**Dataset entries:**
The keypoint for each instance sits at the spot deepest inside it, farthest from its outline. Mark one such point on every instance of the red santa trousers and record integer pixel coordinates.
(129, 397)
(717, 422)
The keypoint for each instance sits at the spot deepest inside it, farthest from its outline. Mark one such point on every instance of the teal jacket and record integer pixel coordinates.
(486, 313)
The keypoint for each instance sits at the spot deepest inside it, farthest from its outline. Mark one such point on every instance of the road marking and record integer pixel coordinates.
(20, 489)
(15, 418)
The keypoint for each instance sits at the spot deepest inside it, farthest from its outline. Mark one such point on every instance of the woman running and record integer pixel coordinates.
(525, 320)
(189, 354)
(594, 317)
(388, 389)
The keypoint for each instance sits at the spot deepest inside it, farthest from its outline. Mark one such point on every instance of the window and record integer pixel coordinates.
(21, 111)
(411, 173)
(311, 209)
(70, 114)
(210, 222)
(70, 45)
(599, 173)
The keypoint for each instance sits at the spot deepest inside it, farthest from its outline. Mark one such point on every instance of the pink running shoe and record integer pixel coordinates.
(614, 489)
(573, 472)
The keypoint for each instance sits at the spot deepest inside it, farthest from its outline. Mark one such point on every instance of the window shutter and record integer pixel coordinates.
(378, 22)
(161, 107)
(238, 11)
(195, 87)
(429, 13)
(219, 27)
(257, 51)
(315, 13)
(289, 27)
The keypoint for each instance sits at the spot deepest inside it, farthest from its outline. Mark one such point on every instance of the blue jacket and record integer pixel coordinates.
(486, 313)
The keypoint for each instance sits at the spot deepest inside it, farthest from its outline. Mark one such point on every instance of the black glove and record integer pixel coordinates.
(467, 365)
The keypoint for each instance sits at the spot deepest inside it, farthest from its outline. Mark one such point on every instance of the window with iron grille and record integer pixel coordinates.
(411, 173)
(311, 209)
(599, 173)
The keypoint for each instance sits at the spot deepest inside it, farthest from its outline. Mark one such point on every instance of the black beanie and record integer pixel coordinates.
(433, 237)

**Exercise prompt:** Could you reproduce every record above exactly as it stands?

**Reply to the task:**
The keypoint for each instance sits at the spot deepest inside it, farthest from its outline. Mark one such point on every instance of the red santa trousers and record integer pixel coordinates.
(129, 397)
(717, 422)
The keypoint for each instance sits at the spot deepest inside it, farthest from its outline. Mark one such point on every instance of the teal jacket and record integer pixel coordinates.
(486, 313)
The keypoint for each instance sits at the spot deepest inside it, farthest from its outline. Mark one such point on every instance of the road marking and record integer pixel coordinates.
(20, 489)
(15, 418)
The keypoint for each instance sits at the spot deepest inside it, farthest from its outline. Mark one such point on every instance of the woman running and record integer pixel coordinates.
(525, 320)
(189, 354)
(594, 317)
(388, 389)
The keypoint for each instance sits at the spot deepest inside it, farthest from its outline. Mark one such point on every instance of the window and record integer pixel coordinates.
(21, 111)
(411, 173)
(311, 209)
(70, 114)
(210, 222)
(70, 45)
(599, 173)
The keypoint for each instance sits at the spot deepest inside it, farthest from its outline. Mark one such point on every instance of the pink running shoe and record integer pixel coordinates.
(614, 489)
(573, 472)
The keypoint for each instance sits at the spot deepest inside it, farthest from its outline. Mark one such point on every instance of the window shutter and record integer pixel coordinates.
(378, 22)
(161, 107)
(238, 11)
(195, 87)
(429, 13)
(219, 27)
(257, 51)
(315, 13)
(289, 27)
The keypoint for each instance sits at the spot deepest inside it, farthest from its outline. Mark one such point on every instance of the blue jacket and record integer pixel coordinates.
(486, 313)
The keypoint for each instance sits at the spot deepest inside it, farthest from its outline. Mark one such point on every instance of the black glove and record integer pixel coordinates.
(467, 365)
The keypoint for each instance sits at the spot deepest inside it, farthest from its outline. Mark one such point on every instance of the window with iron grille and record integer pixel coordinates.
(411, 173)
(311, 209)
(599, 173)
The keypoint for each instance sits at the spot deepest inside it, farthest from its outline. Mark one such point on every instance of the black beanie and record integer pixel coordinates.
(433, 237)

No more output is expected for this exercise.